Assignment: Please make sure what you return matches the listing below exactly, minus its pictures.

· · · · ·

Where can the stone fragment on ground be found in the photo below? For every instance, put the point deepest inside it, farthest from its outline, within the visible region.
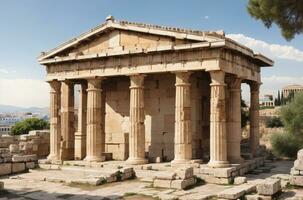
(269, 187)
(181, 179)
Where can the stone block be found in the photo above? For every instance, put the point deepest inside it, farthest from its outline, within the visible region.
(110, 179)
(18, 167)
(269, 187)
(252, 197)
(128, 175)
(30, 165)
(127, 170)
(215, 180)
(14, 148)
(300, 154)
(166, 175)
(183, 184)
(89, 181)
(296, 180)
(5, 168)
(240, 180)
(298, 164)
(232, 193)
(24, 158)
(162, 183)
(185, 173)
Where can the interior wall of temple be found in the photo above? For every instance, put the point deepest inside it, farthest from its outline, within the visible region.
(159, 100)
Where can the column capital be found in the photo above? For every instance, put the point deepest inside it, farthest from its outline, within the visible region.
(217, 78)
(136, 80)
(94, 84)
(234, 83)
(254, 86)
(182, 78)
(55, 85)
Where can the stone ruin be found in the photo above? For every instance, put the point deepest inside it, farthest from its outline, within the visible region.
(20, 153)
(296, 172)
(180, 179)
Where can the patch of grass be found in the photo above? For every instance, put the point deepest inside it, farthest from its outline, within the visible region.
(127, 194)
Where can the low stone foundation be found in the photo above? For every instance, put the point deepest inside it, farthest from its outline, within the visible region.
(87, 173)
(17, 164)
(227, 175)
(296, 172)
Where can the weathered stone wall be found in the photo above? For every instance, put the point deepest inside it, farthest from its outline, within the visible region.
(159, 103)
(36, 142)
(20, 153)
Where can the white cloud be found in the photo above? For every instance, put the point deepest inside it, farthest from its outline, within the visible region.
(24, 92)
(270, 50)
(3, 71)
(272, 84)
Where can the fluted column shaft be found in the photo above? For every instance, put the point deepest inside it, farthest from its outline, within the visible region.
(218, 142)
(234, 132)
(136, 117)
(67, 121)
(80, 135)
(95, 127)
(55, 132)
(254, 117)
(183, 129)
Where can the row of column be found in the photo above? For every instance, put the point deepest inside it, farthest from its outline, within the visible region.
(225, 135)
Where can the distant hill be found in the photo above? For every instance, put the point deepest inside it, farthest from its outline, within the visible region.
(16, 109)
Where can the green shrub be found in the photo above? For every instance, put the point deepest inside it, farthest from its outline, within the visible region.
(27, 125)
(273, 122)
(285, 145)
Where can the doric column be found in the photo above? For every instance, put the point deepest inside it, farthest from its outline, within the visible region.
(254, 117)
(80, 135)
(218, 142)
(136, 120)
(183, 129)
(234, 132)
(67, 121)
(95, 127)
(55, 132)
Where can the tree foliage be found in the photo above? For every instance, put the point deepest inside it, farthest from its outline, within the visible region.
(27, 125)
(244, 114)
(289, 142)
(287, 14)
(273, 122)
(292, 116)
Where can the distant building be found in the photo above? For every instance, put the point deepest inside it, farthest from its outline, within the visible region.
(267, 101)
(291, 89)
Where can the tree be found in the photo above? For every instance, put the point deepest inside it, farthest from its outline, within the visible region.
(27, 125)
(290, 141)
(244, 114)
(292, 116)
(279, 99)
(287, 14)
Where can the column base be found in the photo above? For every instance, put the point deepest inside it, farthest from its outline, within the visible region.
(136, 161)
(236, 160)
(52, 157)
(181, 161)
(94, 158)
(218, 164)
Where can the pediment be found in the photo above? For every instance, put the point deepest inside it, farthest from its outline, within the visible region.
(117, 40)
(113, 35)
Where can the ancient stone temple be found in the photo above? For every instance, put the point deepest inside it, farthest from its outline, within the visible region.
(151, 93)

· · · · ·

Answer box:
Where can the stone fragment on ground be found in the photo below? For every instance, put the point deepest inside it, farthest from its outline, within the visible region.
(269, 187)
(181, 179)
Where can the stone block be found in the photo above? For every instance, put the point deepest inside it, farthest from its outline, within the visible region.
(110, 179)
(18, 167)
(269, 187)
(252, 197)
(128, 175)
(30, 165)
(127, 170)
(215, 180)
(14, 148)
(300, 154)
(166, 175)
(183, 184)
(89, 181)
(296, 180)
(5, 168)
(240, 180)
(298, 164)
(232, 193)
(24, 158)
(162, 183)
(185, 173)
Where can the interior wall of temple be found in the photo above? For every instance, put the point deepest inside it, farthest from its outline, within the visible region.
(159, 100)
Where can the column capital be found in the photo above? For every instance, put the point deepest inside it, farthest from its outline, within the visible region.
(217, 78)
(136, 80)
(94, 84)
(234, 83)
(254, 86)
(182, 78)
(55, 85)
Where can the stone ruin be found in the photo above? For every instance, put the point deepest inside it, farthest from its outline, within the visible region.
(20, 153)
(296, 172)
(180, 179)
Where can the patch of grass be found in the photo above? For every instance, put the point deepest inside it, farthest from its outline, within the visible region.
(127, 194)
Where can the low stone foundation be found in the photo above? For every instance, put the point deepest inside it, farthest from its outline, within the visible region.
(87, 173)
(17, 164)
(227, 175)
(296, 172)
Where can the weathered stone wall be found in the photo above? For every instance, put the point deepest inside it, farthest from its outline, within the visible region.
(159, 103)
(36, 142)
(20, 153)
Where can the white cloud be found in the photo above? For every instance, put the point deepest inside it, farthest from its outline, within the visible region.
(24, 92)
(270, 50)
(3, 71)
(272, 84)
Where can the fluted column shaft be found in the photo above? For every instance, put the point deepest inside it, farthest from its outline, within the visible region.
(218, 142)
(234, 132)
(136, 117)
(67, 121)
(80, 135)
(95, 127)
(55, 132)
(254, 117)
(183, 129)
Where can the row of column be found in the photo above? For every instance, put the point deepest inside it, farthest from its outline, within the visible region.
(225, 135)
Where can the distant hill be found in the photo above? For every instance, put the point deepest inside it, farthest from its outline, within the visible region.
(16, 109)
Where can the green shrub be found in the photo above? For every instance, put the point deepest inside it, farthest from its outline, within the visible region.
(27, 125)
(273, 122)
(285, 145)
Where can the doric column be found in the photo above? For every instance, put the point deepest inside it, farthest from its outline, within the visible region.
(254, 117)
(80, 135)
(218, 142)
(136, 120)
(183, 129)
(234, 132)
(67, 121)
(95, 127)
(55, 132)
Where can the tree foliage be found in the photo above? For every instance, put the point deepest inside it, farthest from its outline, within the visible region.
(27, 125)
(244, 114)
(289, 142)
(287, 14)
(273, 122)
(292, 116)
Where can the distant building be found in the photo above? For every instance, put the point deepest inside it, farthest from its outline, within the visible region.
(267, 101)
(291, 89)
Where can the tree be found in the photo above? For every instance, put the point deepest inside it, farthest from its outline, within the visible region.
(27, 125)
(290, 141)
(244, 114)
(292, 116)
(279, 99)
(287, 14)
Where can the column base be found in the photo above? For every instance, put the point deepest inside it, farthest from its outline, within the visible region.
(136, 161)
(236, 160)
(52, 157)
(181, 161)
(94, 158)
(218, 164)
Where can the pediment be found in the photo above? For every instance, put the point deepest inside it, farthest from its outline, within the visible region.
(117, 40)
(113, 35)
Where can the ancient stone temple be found in the photo above? For every instance, put the point deepest inside it, farthest from its outline, within the visible region.
(151, 93)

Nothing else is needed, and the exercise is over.